-- start DATA LINES --
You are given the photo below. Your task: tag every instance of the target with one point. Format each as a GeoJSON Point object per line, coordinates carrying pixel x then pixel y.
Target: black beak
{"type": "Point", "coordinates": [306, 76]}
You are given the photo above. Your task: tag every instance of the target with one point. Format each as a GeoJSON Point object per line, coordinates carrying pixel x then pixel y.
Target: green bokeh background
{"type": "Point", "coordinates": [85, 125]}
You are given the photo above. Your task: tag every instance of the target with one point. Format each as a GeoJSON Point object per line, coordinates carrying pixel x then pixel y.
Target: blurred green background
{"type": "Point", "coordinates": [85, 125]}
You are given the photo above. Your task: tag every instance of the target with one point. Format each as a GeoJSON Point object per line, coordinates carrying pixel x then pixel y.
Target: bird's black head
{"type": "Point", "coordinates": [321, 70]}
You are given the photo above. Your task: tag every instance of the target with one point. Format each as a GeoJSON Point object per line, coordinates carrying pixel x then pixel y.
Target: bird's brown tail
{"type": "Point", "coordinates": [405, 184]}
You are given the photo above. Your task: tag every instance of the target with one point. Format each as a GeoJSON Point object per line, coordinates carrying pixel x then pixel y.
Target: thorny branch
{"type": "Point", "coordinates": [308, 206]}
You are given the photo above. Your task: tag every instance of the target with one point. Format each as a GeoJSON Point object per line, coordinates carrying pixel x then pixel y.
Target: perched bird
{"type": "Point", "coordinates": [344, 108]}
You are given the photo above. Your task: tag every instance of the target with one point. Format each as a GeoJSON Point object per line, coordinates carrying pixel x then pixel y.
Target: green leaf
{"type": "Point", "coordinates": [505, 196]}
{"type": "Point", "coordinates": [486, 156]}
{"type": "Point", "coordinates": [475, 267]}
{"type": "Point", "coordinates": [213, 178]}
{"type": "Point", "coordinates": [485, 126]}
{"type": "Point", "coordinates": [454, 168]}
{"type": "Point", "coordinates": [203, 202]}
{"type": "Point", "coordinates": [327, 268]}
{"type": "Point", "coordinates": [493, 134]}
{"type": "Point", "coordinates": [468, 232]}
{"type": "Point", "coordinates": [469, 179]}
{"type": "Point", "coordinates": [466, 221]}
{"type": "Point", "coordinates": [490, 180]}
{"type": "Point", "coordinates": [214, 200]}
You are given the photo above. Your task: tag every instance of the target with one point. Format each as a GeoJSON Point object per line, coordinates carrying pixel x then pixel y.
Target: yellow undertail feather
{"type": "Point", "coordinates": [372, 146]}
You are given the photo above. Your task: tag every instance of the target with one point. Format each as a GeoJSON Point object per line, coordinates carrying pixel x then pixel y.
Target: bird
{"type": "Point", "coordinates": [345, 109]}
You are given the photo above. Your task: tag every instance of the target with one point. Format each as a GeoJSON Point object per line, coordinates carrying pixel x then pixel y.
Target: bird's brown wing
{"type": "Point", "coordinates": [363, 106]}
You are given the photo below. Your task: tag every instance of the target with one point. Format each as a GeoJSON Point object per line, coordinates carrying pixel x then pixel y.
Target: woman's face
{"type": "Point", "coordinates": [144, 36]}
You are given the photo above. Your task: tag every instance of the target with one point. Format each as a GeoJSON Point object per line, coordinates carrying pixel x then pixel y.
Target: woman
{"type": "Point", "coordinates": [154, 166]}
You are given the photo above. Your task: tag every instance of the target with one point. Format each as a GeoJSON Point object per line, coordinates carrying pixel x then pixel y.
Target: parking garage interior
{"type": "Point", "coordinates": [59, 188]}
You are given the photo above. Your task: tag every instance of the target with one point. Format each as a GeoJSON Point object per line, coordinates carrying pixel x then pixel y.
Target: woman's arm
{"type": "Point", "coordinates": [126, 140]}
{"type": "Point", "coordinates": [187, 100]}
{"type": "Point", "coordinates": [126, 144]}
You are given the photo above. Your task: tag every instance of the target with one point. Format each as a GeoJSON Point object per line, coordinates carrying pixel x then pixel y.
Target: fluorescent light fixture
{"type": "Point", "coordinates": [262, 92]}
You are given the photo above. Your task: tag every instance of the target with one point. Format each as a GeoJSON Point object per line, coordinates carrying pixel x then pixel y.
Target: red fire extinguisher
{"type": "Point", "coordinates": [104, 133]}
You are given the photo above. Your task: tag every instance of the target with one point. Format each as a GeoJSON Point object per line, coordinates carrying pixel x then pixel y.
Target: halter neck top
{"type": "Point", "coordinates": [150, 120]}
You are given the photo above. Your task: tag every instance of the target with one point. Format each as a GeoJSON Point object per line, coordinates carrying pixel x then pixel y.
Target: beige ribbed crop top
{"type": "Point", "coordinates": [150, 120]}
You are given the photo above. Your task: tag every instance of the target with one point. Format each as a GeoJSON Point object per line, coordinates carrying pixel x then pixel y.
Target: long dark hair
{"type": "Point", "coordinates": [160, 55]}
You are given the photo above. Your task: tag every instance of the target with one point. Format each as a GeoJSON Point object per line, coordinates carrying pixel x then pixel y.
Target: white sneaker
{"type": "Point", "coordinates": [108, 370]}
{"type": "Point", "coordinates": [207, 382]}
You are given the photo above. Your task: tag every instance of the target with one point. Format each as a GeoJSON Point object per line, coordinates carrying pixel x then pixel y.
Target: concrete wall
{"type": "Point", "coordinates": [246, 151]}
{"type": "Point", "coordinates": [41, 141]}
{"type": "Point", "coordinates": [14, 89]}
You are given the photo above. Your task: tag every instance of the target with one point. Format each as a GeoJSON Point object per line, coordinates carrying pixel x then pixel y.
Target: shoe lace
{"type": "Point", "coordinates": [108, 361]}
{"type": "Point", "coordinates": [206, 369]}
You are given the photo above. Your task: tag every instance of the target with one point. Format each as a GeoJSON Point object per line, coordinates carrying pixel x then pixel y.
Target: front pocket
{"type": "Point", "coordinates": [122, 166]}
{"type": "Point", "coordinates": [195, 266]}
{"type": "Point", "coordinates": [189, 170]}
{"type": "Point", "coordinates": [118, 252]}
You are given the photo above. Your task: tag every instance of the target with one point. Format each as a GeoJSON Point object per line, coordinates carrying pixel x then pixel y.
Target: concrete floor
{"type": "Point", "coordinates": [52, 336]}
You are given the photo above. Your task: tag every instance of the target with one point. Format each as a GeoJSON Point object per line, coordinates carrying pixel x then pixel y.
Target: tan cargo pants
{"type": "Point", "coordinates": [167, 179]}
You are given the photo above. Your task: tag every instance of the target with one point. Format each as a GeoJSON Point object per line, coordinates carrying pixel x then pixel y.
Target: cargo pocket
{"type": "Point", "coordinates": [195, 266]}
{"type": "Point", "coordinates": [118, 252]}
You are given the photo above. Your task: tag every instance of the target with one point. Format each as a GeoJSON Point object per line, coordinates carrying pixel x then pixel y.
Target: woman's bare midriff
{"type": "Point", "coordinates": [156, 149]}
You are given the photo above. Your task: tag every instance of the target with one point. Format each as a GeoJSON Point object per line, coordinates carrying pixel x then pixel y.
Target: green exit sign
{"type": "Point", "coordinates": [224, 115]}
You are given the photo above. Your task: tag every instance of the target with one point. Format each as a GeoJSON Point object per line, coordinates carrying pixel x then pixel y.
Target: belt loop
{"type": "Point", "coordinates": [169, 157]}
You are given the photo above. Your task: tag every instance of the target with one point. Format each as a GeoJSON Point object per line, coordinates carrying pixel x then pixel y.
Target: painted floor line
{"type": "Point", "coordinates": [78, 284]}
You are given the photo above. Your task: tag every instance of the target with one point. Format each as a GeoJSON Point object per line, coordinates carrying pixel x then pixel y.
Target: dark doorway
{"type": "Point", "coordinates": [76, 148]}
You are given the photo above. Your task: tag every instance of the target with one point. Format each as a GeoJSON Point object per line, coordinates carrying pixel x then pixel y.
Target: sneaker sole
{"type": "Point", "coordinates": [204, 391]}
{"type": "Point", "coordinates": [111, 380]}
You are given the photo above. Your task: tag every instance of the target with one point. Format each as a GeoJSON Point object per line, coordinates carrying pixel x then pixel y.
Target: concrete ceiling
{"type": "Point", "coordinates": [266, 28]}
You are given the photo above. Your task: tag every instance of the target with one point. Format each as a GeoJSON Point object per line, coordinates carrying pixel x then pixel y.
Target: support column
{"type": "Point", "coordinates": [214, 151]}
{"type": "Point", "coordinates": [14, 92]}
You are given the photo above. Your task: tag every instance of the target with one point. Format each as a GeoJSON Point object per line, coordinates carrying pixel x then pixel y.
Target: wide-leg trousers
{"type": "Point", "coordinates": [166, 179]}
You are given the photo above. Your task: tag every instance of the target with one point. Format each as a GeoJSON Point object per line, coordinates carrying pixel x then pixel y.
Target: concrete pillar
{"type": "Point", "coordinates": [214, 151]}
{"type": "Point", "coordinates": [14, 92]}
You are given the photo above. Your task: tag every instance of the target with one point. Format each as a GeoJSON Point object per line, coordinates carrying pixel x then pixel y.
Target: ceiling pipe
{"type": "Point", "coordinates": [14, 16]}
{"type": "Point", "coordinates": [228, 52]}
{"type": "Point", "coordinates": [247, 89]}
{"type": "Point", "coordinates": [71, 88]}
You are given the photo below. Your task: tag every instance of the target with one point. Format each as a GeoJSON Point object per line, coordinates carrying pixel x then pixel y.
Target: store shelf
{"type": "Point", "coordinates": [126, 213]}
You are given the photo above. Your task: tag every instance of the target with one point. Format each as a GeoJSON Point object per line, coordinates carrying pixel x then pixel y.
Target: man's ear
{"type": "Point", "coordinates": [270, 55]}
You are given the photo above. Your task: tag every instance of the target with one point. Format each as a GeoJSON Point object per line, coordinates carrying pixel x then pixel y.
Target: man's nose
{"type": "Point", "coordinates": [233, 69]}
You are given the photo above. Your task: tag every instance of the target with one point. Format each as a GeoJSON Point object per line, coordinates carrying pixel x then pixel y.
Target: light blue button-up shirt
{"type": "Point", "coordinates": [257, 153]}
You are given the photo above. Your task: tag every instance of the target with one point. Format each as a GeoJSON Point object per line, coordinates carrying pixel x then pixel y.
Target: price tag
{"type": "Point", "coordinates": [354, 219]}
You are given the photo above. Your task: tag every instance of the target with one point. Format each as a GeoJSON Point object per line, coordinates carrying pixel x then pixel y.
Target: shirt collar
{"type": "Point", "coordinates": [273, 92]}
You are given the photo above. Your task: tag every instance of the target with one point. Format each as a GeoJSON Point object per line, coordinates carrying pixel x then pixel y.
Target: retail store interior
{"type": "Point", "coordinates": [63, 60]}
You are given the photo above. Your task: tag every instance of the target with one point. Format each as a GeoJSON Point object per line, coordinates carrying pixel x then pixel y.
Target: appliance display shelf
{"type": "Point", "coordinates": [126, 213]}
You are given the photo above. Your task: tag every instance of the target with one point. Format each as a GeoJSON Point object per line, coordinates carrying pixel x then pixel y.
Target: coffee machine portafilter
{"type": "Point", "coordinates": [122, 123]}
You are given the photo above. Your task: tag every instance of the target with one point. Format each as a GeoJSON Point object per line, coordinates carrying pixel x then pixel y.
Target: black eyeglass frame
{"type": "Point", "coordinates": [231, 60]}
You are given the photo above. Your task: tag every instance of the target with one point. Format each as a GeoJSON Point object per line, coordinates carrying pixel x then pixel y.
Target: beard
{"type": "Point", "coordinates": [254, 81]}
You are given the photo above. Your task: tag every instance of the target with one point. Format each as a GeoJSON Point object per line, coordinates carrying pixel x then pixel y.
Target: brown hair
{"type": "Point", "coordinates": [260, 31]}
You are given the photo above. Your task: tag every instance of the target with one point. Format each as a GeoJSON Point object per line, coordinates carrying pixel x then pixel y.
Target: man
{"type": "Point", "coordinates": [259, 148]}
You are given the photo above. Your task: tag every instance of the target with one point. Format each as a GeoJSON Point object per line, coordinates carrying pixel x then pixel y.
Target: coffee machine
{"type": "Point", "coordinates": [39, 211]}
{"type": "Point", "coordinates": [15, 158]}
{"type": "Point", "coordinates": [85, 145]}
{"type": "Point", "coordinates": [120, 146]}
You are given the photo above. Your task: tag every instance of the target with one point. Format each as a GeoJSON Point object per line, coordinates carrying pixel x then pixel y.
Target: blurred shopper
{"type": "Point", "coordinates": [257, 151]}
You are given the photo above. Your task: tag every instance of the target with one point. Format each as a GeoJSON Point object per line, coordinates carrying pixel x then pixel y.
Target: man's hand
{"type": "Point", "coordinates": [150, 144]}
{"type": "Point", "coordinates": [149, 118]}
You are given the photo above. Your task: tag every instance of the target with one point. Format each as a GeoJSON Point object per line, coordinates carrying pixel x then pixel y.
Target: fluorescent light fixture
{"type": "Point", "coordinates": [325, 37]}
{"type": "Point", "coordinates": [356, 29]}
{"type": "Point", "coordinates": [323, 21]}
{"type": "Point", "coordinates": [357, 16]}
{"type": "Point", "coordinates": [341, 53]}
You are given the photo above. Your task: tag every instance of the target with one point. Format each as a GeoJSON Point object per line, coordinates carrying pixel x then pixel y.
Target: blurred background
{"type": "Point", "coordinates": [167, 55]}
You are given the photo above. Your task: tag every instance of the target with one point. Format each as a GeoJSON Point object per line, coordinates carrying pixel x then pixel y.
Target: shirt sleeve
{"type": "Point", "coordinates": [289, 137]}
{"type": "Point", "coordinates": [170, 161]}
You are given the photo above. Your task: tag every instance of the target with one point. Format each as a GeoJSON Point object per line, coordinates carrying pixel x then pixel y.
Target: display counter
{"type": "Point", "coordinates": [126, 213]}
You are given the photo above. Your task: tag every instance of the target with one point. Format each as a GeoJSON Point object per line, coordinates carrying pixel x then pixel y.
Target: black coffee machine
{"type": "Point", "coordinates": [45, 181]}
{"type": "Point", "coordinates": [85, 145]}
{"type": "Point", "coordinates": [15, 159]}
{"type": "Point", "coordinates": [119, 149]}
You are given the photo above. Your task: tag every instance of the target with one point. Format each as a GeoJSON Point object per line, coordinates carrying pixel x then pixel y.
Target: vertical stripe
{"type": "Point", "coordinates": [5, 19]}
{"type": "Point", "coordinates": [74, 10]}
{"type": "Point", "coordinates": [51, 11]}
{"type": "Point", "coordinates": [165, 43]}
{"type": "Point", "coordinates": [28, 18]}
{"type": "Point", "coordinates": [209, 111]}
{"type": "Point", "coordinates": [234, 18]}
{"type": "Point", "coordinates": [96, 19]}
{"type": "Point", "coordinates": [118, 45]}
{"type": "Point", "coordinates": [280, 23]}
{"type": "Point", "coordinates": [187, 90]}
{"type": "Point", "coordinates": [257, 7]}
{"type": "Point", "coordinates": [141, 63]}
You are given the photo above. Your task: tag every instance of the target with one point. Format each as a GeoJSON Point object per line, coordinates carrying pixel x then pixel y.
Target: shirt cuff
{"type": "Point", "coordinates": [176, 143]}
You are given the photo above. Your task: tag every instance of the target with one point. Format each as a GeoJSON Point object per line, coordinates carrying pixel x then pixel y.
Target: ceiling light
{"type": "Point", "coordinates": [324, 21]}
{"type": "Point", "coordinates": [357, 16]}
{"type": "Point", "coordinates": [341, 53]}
-- end DATA LINES --
### TASK STATEMENT:
Extract each line of the material above that contains the word "background", copying those lines in full. Treat case as significant when matching.

### FINAL ANSWER:
Target: green bokeh background
Target: blurred green background
Target: blurred background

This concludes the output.